▶ [Task]
Each line below is to be copied exactly; images do not go into the copy.

-- -- --

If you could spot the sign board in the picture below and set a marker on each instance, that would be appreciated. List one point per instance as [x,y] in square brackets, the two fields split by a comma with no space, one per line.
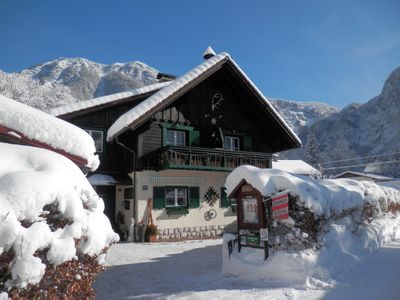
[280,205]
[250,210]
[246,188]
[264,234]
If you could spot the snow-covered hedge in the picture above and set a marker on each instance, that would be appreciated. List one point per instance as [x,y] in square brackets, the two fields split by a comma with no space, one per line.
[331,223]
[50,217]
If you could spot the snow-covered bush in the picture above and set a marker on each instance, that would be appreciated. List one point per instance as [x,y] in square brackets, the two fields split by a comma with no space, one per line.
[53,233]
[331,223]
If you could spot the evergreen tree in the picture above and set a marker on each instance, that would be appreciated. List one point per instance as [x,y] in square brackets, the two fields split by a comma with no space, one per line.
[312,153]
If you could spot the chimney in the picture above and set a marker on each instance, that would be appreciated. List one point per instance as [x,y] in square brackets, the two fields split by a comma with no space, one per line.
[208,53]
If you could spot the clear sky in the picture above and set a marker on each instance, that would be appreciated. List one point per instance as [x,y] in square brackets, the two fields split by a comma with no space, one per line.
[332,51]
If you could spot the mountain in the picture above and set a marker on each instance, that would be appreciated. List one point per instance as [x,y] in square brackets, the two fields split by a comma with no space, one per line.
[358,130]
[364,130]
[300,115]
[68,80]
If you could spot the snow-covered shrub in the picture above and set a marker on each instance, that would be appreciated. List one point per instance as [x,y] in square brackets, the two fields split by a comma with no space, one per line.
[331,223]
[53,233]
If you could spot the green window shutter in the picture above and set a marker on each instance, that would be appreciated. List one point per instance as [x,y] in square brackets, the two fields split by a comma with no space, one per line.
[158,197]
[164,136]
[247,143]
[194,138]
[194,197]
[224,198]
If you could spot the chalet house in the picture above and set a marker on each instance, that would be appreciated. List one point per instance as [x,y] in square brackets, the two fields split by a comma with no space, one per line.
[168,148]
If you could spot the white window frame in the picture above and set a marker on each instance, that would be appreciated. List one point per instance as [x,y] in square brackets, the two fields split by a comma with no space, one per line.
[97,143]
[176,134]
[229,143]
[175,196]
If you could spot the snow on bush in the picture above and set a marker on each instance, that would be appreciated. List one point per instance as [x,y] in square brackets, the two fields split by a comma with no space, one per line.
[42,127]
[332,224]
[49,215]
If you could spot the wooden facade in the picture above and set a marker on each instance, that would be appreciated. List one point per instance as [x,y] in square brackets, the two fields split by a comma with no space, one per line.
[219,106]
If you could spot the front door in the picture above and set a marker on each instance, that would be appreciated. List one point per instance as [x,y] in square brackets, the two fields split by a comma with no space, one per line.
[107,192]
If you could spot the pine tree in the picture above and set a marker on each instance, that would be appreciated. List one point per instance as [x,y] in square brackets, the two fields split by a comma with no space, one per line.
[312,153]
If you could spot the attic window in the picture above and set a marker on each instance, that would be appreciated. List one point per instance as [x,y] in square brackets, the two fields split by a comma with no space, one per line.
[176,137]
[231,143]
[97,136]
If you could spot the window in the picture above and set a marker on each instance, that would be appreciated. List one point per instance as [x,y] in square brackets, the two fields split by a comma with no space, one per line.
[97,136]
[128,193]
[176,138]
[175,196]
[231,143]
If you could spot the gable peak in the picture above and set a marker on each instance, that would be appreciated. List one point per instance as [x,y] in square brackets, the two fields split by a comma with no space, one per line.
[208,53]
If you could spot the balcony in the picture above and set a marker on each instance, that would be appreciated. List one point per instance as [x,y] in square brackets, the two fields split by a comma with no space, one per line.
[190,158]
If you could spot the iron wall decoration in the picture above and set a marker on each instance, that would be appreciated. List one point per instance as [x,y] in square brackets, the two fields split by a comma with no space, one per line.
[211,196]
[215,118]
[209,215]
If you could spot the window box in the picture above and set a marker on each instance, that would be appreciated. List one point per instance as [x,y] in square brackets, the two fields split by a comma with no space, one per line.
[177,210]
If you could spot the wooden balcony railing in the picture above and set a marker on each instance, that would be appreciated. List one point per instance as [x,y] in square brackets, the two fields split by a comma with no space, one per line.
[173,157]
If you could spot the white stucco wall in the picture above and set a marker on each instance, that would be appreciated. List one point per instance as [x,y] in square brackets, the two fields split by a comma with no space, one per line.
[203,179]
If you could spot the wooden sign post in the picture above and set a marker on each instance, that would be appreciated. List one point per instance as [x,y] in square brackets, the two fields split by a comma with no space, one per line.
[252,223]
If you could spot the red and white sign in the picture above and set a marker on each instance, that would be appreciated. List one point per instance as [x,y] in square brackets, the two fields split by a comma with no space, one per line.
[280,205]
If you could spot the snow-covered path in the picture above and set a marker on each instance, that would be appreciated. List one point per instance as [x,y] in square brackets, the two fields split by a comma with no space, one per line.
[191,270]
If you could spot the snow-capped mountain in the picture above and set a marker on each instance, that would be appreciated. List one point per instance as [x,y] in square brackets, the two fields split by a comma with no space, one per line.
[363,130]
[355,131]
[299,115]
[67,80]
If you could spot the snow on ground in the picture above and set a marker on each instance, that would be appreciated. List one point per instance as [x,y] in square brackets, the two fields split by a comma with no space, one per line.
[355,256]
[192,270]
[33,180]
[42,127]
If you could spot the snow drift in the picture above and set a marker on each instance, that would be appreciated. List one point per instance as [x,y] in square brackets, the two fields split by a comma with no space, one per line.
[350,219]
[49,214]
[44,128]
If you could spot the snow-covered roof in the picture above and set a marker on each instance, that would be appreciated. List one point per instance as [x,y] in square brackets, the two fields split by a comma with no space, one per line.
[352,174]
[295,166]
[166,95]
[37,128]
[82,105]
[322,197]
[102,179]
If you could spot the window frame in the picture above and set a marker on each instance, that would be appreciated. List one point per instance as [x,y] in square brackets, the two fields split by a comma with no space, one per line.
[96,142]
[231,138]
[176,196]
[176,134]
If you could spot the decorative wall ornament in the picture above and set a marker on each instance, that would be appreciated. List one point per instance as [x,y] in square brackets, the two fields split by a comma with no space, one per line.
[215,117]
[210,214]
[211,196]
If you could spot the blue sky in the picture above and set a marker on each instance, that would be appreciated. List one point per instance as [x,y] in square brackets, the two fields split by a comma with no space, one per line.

-- -- --

▶ [Response for this exercise]
If you could spot the sign board in the picture below and set a marker on each instance, that would be appreciated. List one point per instance as [x,y] in square brackets, the two fields split by a comma with no space, one per line.
[280,205]
[250,210]
[246,188]
[264,234]
If you could spot the snow-covered hedge in the picture above and set a marker on each instance, that would be appreciated. List one point per instance as [x,y] in square brackets, the two fields split by a comma with no space, one per line.
[331,223]
[50,217]
If you could spot the snow-covered bush in the picture above and set a marker on each instance, that would be appreciated. List one point per instance as [x,y] in square brackets, the two fields split by a comma with no space, one per line.
[53,233]
[331,223]
If you could spot the evergreen tree in the picture above and set a marker on each instance, that would be appreciated. List one point per instance as [x,y] in square brackets, the two fields split by a comma with no space, one per line.
[312,153]
If you could spot the chimney in the picture above and set a marker on each instance, that would be appreciated. List one point per instance as [x,y] in square brackets, the two fields split by a comma with no space, one per line.
[208,53]
If you could spot the clear sky in the picture above and set a marker on each instance, that would be appreciated. List one point per instance as [x,y] in square brackets, the two fields split by a comma with no space, one per line.
[332,51]
If you could spot the mountain in the picture above and set a marker on each instance, that would be appreciated. List one point per instance as [x,y] in square brackets, the two fields split by a comma with no space, one per line.
[358,130]
[364,130]
[300,115]
[68,80]
If you could spot the snow-covered shrub in the picture above and set a marker on each instance, that would be appreciated. List one point per instance as [x,y] in square brackets, the two fields split by a comma with no space, one per line.
[331,223]
[53,233]
If you could spot the green window shutter in the picture above and set a marker on each instance, that would be appreciated. List one point per instance as [x,y] in square brackets, the two fields split by a comma with no space, one per line.
[158,197]
[164,136]
[247,143]
[194,138]
[194,197]
[224,198]
If you could spot the chalet house in the picture above and set a marker on each instance, that would be appreciated. List one point per instance as [x,y] in square brackets, the two fields split by a comma with no space, one per line.
[168,148]
If you could spot the white window frame in the picture above and set a marker on each instance, that would be appreciated. List one point per instance as [x,y] in square brackets, the two fields split by a comma with no space, one per line.
[97,143]
[176,134]
[229,143]
[175,196]
If you could spot the snow on bush in the picture above and set a marker on each instance, that would be appreciated. List one point per instance as [x,y] in square brackets, the two fields split by a comma with no space, one per line.
[42,127]
[332,224]
[49,215]
If you could spot the wooden facade in the picture above and set a marker on each instance, that would be appreciated. List one point per instance as [x,y] in square brackets, the two fields split by a comma with no space, one per line.
[219,106]
If you could spot the front door in the picture above and set a marker on each instance, that would be appreciated. List one point per instance as [x,y] in square brackets, the two fields split by a comma with no space, one per line.
[107,192]
If you could spot the pine tree in the picture above and set a marker on each instance, that would be appreciated. List one point per instance as [x,y] in square brackets, the two fields split by a comma with no space, one per line.
[312,153]
If you could spot the attic window in the picture above and set a marker on each instance, that would be appreciated. List one point per instance as [x,y] in square brackets, the two fields split by a comma with no space, one per line.
[176,137]
[231,143]
[97,136]
If you could spot the window in the picture above and set a marker on each instance, that would be appreciated. List one point per instance as [x,y] in square brackets, the two fields split by a comma with no space, one per line.
[97,136]
[128,193]
[176,138]
[175,196]
[231,143]
If you could spot the gable peak in the picture above and set a marker on each instance, that would be appreciated. List one point per instance as [x,y] in square brackets, the two fields split by a comma with no space, one per line.
[208,53]
If you could spot the balcony in the picture above and set a marker on each instance, that would be appreciated. List one point per instance as [x,y] in square brackets, the two fields split by a comma with no space, one per line.
[190,158]
If you could spot the iron wall decoration in the picture above and set a marker on each instance, that would be appreciated. List one point per instance as [x,y] in square brackets, the two fields split by a comma with no space, one per line.
[211,196]
[215,118]
[209,215]
If you could spot the window box in the picture above and set a marker on each instance, that would be appreciated. List one point per instance as [x,y] in square brackets, the two fields split by a comma with no space, one per line.
[177,210]
If you could spot the wooden balcony railing in the picture above and set a marker on each instance, that would be appreciated. List one point per instance as [x,y] in square brackets, the two fields split by a comma with no space, one per line.
[173,157]
If you could spot the white stucco wall in the picture above and set a marker on each instance, that would be appreciated. List one point per instance as [x,y] in square brackets, the two fields split by a comma with no space, one per line.
[203,179]
If you could spot the wooden sign post in the picture above and set a marker on each instance, that would be appreciated. List one point per instance as [x,y] in square brackets, the two fields split by a comma with no space, one per line.
[252,223]
If you could spot the red and white sign in the picture above and set a marker on each instance, that would be appreciated. List one point per instance as [x,y] in square brackets, the two fields split by a comma with no space, one per line.
[280,205]
If you could spot the snow-covered path in the picture above and set a marker on each instance, that would be appreciated. List one point per instance as [x,y] in square brackets, the two fields split by a comma with no space, one per line.
[191,270]
If you could spot the snow-capped mountain in the picture above and set a marker on each instance, that would be appreciated. List one point per instance as [x,y] in square brackets, the two fields split by a comma with no space, one per line.
[363,130]
[355,131]
[299,115]
[67,80]
If you could spot the snow on ground in the picture above and set a marker on each instance, that would be appreciated. List one point per instance as [x,y] in square brackets, the two fields split by a comma with no space, one per line.
[355,256]
[192,270]
[33,180]
[42,127]
If you could spot the snow drift in the picture above and set a marker on each instance, that would be appreciated. List one point per instance as [x,y] in square brackets, the two fields split by a comma with no space, one per line.
[350,219]
[49,214]
[44,128]
If you could spot the snow-covered roof in the picture above and set a marker on each instance, that would be appreciated. List one point per instance as [x,y] in square brackets, the two fields split by a comma with no space, one per line.
[352,174]
[295,166]
[166,95]
[37,128]
[82,105]
[322,197]
[102,179]
If you could spot the window frame in the picture above and set a marker on each instance, that would be appreciated. List one point per instance as [x,y] in square brackets, the two fields split by a comma with no space, one per line.
[96,142]
[231,138]
[176,196]
[176,134]
If you could spot the decorative wall ornament in the picture above and set a marker on each instance, that would be appreciated. List one point per instance as [x,y] in square brackets, the two fields split by a comma with no space, one per line.
[215,117]
[210,214]
[211,196]
If you could spot the blue sky in the picture above and set a marker on each instance, that would be appreciated. List one point per instance as [x,y] in square brackets, the two fields split by a comma with no space, one per line.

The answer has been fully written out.